[Start LISTED ENTRIES]
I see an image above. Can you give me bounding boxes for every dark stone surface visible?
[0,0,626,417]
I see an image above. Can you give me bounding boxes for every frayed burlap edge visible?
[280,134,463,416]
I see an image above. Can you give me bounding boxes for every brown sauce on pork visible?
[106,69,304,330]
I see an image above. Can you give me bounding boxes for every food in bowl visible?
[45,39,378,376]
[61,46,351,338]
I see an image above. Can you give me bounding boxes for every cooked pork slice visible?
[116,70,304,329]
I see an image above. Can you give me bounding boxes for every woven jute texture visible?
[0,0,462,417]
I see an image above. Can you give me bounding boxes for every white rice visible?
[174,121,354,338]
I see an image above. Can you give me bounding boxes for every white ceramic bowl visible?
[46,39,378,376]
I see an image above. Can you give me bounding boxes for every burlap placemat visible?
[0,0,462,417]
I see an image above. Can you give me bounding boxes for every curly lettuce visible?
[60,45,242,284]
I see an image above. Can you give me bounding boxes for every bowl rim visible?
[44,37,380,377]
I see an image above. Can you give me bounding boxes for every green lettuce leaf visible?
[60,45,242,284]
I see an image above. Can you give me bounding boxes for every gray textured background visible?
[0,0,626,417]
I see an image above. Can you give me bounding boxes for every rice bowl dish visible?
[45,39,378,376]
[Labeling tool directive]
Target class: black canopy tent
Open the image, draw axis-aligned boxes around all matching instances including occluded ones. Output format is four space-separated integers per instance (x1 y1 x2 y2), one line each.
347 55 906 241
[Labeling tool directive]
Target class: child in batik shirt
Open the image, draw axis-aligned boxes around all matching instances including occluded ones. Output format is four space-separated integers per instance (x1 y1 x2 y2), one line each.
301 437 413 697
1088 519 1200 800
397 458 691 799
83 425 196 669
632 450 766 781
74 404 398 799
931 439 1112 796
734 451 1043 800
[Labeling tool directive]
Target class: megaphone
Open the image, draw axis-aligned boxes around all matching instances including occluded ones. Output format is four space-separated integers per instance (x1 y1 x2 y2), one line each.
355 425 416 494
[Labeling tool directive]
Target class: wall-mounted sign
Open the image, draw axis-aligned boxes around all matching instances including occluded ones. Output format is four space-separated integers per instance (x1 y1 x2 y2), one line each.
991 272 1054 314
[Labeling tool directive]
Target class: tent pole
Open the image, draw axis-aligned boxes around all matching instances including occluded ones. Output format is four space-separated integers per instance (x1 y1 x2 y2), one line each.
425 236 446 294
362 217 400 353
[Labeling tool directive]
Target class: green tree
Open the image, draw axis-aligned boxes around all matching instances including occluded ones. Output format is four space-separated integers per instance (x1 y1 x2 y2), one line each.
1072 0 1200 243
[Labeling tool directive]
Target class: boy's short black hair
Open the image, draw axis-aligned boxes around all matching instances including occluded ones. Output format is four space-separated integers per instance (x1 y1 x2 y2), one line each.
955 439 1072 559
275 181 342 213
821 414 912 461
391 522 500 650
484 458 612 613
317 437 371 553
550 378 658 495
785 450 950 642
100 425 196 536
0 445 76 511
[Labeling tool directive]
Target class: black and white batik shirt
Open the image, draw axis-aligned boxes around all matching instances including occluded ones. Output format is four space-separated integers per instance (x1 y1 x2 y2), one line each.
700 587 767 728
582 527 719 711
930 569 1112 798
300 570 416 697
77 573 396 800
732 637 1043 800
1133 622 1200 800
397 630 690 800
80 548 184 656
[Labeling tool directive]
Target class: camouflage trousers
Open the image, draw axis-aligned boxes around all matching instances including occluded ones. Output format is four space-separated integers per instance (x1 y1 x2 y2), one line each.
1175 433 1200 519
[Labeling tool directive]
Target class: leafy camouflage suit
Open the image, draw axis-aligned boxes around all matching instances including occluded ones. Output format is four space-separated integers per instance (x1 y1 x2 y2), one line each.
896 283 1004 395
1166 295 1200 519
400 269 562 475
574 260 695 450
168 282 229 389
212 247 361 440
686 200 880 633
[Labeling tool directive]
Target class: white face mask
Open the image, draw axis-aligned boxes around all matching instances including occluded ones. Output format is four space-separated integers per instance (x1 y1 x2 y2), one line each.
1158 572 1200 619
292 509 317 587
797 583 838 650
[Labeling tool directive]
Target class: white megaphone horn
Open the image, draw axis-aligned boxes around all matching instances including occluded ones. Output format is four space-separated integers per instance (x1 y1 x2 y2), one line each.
[End LISTED ENTRIES]
__DESCRIPTION OF THE TASK__.
Reproduce the lines above verbatim, starting with the line containing "white rice visible?" and ending with the line containing "347 55 906 241", both included. Output only those lines.

__COMPLETED TASK__.
I see an image above. Can you give me bounding boxes for every white rice visible?
[174,121,354,338]
I see an image above. Can you give me bounding boxes for every white ceramic bowl visible?
[46,39,378,376]
I see an image above. Can you give me bounding boxes for every burlap placemat visible?
[0,0,462,417]
I see an image above. Can you give me bounding boxes for every curly lettuce visible?
[60,45,242,284]
I see an image above. Can you give me bounding boxes for every bowl rim visible?
[44,37,380,377]
I see an image above. Can you give me bounding boxes for every green lettuce leaf visible?
[60,45,242,284]
I see an image above. Can you give me bounding boxes for every gray textured background visible?
[0,0,626,417]
I see an image above. Can you give me bounding boxes for every rice bowl dish visible?
[45,39,378,376]
[Labeling tool directive]
Target class: black canopy tent
Open the image, draw axis-aligned boxes around all matching instances including occluded ones. Output format is four space-separated integers per instance (x1 y1 x2 y2), one line each.
347 55 906 241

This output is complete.